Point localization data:
--- START ---
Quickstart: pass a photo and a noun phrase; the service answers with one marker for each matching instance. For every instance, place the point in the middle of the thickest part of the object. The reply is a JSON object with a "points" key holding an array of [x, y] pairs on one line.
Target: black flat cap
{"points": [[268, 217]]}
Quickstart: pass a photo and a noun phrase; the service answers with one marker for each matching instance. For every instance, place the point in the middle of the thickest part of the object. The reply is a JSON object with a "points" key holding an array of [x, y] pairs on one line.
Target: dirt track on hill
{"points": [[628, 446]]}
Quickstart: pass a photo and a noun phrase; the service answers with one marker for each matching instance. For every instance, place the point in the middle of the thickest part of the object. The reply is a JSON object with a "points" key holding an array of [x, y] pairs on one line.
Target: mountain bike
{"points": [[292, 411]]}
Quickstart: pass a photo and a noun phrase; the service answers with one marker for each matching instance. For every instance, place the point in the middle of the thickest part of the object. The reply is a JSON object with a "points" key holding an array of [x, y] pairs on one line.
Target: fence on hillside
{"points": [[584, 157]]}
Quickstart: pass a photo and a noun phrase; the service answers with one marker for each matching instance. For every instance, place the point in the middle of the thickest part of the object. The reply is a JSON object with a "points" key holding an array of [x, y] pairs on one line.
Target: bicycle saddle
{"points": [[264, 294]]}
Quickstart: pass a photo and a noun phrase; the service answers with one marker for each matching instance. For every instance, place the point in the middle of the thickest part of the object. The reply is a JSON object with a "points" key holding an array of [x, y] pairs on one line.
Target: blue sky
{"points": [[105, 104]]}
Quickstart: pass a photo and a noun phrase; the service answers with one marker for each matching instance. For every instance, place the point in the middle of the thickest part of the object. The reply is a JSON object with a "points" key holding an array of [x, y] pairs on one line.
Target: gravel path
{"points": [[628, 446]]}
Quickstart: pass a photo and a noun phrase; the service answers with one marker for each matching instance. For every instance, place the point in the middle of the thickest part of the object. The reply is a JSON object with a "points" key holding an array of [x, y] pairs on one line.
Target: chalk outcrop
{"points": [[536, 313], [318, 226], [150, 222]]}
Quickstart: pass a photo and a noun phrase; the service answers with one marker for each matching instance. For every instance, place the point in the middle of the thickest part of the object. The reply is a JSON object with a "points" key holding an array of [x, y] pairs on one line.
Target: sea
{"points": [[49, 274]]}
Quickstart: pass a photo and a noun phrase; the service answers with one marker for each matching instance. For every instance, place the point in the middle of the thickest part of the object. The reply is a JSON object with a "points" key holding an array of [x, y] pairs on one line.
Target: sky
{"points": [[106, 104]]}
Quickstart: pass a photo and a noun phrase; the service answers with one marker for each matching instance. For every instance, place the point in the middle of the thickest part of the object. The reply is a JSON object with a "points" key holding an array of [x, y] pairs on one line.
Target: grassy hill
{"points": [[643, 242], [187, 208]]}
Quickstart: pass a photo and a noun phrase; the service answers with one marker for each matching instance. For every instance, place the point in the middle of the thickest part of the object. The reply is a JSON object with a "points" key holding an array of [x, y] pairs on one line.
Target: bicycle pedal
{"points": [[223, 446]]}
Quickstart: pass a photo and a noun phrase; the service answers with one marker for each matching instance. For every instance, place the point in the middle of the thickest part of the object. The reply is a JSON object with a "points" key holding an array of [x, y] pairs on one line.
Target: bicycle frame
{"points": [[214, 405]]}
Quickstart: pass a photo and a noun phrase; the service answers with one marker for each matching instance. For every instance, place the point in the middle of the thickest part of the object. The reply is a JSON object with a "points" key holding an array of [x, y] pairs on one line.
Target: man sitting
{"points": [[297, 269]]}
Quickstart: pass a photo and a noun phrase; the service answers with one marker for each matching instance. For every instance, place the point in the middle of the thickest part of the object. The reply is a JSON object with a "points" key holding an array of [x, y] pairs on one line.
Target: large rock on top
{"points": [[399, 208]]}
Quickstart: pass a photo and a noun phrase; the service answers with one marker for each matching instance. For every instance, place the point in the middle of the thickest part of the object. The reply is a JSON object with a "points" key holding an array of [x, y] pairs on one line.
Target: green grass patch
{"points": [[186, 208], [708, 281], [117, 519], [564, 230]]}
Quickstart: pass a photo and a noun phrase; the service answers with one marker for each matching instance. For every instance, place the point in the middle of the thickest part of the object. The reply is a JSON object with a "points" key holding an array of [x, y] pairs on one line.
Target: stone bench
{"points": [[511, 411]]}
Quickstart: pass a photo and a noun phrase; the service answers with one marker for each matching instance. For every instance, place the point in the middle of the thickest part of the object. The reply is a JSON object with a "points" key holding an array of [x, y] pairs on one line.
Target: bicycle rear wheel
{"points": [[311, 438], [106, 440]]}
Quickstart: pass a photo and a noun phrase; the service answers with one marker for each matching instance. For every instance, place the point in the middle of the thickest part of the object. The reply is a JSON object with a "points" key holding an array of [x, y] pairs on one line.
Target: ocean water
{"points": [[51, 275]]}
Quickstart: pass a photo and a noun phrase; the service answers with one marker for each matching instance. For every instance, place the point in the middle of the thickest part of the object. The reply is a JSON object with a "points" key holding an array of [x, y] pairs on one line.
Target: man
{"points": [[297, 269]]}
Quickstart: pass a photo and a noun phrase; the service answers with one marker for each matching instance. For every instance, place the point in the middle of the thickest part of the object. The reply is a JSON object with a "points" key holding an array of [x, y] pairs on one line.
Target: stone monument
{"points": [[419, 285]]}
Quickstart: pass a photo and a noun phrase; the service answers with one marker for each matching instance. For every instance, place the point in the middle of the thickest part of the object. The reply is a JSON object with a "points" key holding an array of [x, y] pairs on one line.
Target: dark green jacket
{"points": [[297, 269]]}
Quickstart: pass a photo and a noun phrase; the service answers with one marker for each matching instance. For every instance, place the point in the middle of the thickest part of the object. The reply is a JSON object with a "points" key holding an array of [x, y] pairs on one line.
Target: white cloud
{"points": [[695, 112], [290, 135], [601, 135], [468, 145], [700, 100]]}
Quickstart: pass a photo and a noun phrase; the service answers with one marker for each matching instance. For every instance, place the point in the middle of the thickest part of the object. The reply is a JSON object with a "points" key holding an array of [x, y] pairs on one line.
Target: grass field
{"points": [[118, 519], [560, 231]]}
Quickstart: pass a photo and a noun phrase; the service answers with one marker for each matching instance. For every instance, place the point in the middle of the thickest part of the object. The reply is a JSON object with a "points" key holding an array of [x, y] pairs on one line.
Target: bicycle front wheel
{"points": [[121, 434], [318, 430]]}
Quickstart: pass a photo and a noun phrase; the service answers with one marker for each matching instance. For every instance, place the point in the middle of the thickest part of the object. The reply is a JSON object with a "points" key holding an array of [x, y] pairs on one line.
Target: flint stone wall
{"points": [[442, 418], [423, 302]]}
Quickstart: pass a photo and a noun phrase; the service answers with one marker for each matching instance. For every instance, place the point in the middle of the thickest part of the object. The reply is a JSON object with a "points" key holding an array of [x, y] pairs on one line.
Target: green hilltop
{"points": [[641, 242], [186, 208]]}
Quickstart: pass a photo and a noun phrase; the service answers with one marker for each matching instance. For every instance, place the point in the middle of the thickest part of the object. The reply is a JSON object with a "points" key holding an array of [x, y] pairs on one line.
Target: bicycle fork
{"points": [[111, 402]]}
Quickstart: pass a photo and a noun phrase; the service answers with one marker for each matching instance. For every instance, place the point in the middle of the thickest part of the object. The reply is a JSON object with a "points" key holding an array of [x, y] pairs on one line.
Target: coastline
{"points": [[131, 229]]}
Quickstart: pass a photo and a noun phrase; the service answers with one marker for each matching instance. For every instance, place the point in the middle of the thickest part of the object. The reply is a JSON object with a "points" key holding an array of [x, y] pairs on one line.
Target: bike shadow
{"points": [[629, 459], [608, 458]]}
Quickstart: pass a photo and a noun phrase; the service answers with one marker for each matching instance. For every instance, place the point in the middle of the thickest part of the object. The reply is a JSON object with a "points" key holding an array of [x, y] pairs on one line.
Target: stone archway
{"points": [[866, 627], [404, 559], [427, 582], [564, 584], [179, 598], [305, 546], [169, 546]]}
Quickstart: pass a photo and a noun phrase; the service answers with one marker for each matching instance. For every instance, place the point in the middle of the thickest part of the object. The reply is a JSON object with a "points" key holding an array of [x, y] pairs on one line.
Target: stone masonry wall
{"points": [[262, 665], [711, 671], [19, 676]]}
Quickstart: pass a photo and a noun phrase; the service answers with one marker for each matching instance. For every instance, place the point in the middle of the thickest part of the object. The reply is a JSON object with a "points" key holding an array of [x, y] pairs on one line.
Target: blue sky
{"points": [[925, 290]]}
--- END ---
Could you set down exactly the lines above, from the one containing "Target: stone masonry wall" through the last, including both and nothing else?

Target: stone masonry wall
{"points": [[262, 665], [711, 671], [19, 676]]}
Quickstart: pass a photo and a noun phrase; the service answers with one marker for each matching instance. For every instance, place the point in the middle of the thickest part of the object. The reply is a JSON object with a "points" key holding an array of [x, y] pairs on one line.
Target: blue sky
{"points": [[925, 290]]}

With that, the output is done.